» **Point annotation data**:
....................
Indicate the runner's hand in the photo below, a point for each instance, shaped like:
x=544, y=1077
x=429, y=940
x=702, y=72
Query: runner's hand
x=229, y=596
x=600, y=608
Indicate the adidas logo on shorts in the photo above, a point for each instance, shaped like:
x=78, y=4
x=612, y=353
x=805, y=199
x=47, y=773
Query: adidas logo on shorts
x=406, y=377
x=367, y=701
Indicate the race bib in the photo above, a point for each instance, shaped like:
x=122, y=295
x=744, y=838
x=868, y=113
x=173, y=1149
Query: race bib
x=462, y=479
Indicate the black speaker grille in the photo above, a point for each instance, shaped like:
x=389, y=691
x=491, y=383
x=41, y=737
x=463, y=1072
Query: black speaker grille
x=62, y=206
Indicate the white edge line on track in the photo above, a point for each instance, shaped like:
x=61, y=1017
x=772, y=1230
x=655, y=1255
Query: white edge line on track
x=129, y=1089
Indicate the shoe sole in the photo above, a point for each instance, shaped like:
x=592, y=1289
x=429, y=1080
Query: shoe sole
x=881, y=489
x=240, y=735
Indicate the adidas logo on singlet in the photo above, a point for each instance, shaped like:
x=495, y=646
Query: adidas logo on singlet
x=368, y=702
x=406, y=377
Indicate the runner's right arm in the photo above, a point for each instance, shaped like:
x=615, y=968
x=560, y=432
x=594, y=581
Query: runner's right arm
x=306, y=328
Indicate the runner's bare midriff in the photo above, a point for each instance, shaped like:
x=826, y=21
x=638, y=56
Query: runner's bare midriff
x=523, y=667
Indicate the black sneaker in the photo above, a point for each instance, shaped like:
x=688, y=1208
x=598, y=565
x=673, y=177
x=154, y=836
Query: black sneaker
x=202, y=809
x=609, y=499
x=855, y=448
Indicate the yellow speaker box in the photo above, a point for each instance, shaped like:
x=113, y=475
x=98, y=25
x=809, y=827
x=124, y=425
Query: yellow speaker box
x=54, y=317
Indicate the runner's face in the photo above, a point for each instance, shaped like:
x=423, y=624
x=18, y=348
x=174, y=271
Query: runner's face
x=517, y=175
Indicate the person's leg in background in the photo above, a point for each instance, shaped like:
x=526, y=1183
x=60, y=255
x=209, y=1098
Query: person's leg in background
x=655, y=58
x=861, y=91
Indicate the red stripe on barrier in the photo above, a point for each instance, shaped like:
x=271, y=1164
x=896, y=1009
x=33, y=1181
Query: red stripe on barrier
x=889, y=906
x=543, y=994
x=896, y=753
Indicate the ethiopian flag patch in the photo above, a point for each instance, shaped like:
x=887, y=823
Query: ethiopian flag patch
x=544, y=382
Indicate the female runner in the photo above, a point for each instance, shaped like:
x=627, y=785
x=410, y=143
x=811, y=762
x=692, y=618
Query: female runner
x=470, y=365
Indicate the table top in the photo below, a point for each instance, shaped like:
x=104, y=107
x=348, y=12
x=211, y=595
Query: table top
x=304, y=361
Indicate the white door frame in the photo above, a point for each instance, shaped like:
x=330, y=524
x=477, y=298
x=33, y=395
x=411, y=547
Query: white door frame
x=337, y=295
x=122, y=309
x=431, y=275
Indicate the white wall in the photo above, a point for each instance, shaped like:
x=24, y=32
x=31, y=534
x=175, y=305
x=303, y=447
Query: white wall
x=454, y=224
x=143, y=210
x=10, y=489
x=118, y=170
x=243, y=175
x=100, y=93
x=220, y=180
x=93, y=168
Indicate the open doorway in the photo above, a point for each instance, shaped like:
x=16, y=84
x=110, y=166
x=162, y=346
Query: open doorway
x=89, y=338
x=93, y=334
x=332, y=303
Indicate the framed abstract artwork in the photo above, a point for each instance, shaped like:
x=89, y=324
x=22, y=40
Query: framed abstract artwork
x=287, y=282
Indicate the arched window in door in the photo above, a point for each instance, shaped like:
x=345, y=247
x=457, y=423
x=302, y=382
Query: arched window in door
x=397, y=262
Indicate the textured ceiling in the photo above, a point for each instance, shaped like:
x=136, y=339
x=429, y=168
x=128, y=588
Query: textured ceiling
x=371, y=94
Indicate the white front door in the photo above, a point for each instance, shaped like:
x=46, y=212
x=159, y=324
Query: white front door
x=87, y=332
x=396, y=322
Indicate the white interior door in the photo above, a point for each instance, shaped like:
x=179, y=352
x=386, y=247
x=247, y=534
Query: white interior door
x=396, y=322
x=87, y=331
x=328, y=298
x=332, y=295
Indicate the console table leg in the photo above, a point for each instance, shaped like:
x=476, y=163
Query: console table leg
....................
» **Written exercise**: Copy every line from the one containing "Indicate the white front" through the end of the data, shifting each x and y value in the answers up by 40 and leaving all other lines unchanged.

» **Output for this exercise**:
Indicate the white front door in the photo above, a point for each instance, shaped like:
x=46, y=212
x=159, y=324
Query: white front door
x=127, y=372
x=436, y=362
Indicate the white interior door in the photo above, a point for each instance, shaped like:
x=179, y=352
x=386, y=247
x=247, y=534
Query: white interior door
x=436, y=362
x=127, y=371
x=368, y=338
x=372, y=335
Indicate the console table leg in the photo above, a point for each instance, shaped like:
x=476, y=163
Query: console table leg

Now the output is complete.